Persian/Iranian chin refers to the fold in skin under the chin on the neck...usually hidden but the chin is a giveaway

----------


## MOESAN

thanks for the precision, Sile

----------


## Goga

So, I want to know who she is.

----------


## julia90

central european look, but she could pass also in northern europe, and in southern europe

----------


## ebAmerican

I would say Mediterranean mix.

----------


## martiko

it is very difficult to classify a sample of only two people, what I see is that they have in common eyes almond shaped very marked but does not have very clear eyes, medium hair, and they are distinctly European type, I do not think they are near the Atlantic because of their features. 
I think Hungary and Slovakia can be.

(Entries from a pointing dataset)

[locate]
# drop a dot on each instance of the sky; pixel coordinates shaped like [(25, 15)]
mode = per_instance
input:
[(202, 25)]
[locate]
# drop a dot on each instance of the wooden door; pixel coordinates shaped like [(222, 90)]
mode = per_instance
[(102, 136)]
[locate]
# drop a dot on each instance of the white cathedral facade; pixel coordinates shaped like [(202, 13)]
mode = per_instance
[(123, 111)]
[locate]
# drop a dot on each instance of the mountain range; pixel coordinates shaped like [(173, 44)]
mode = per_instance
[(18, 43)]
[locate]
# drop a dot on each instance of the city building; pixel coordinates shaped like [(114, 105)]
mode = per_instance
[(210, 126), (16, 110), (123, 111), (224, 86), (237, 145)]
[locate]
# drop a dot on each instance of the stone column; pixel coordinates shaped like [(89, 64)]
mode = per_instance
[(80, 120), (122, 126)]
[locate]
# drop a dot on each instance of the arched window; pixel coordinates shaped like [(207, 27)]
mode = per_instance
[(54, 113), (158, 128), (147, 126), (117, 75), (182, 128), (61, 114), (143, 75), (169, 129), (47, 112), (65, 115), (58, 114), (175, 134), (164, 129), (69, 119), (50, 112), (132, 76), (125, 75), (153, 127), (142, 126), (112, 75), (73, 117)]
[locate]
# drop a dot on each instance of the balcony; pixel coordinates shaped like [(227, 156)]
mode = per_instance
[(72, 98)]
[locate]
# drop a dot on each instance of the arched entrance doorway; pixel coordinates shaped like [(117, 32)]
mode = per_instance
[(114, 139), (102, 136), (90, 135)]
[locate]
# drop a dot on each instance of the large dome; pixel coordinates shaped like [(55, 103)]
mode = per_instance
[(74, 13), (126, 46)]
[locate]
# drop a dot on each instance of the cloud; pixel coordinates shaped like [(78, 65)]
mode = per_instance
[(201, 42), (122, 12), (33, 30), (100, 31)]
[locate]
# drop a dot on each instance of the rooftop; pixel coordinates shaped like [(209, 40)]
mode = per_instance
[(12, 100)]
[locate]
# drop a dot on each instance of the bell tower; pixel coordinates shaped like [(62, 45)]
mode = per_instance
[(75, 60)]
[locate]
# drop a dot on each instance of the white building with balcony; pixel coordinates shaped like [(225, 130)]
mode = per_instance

§ DIRECTIVE A:
In the records, switch "wooden door" to "metal door" in the lines from the start up to and including the line with "[(80, 120), (122, 126)]", leaving everything else unchanged. Return only those lines.
§ DIRECTIVE B:
Resume the forum thread about regional looks from the point where it stops.
The forum thread and the records were taken from unrelated sources.

§ RIGHT ANSWER A:
[locate]
# drop a dot on each instance of the sky; pixel coordinates shaped like [(25, 15)]
mode = per_instance
input:
[(202, 25)]
[locate]
# drop a dot on each instance of the metal door; pixel coordinates shaped like [(222, 90)]
mode = per_instance
[(102, 136)]
[locate]
# drop a dot on each instance of the white cathedral facade; pixel coordinates shaped like [(202, 13)]
mode = per_instance
[(123, 111)]
[locate]
# drop a dot on each instance of the mountain range; pixel coordinates shaped like [(173, 44)]
mode = per_instance
[(18, 43)]
[locate]
# drop a dot on each instance of the city building; pixel coordinates shaped like [(114, 105)]
mode = per_instance
[(210, 126), (16, 110), (123, 111), (224, 86), (237, 145)]
[locate]
# drop a dot on each instance of the stone column; pixel coordinates shaped like [(89, 64)]
mode = per_instance
[(80, 120), (122, 126)]

§ RIGHT ANSWER B:
----------


## Engel

Pretty and Slavic. My guess Turkish/russian

----------


## ukaj

I think she has some asian in her an father or mother is european maybe montenegro area,

----------


## Angela

It pays to read through the thread...her mother is Finnish and her father is Egyptian.

----------


## MtDNA

I've seen many half-Lebnanese with her eyes. So I'm going to guess that she is half-Lebnanese.
For her Europeean side, she's probably Germanic/Anglo-Saxon.

----------


## Drvan

looks alpinid.

----------


## srdceleva

I would say british and some middle eastern, thats the best i could do :)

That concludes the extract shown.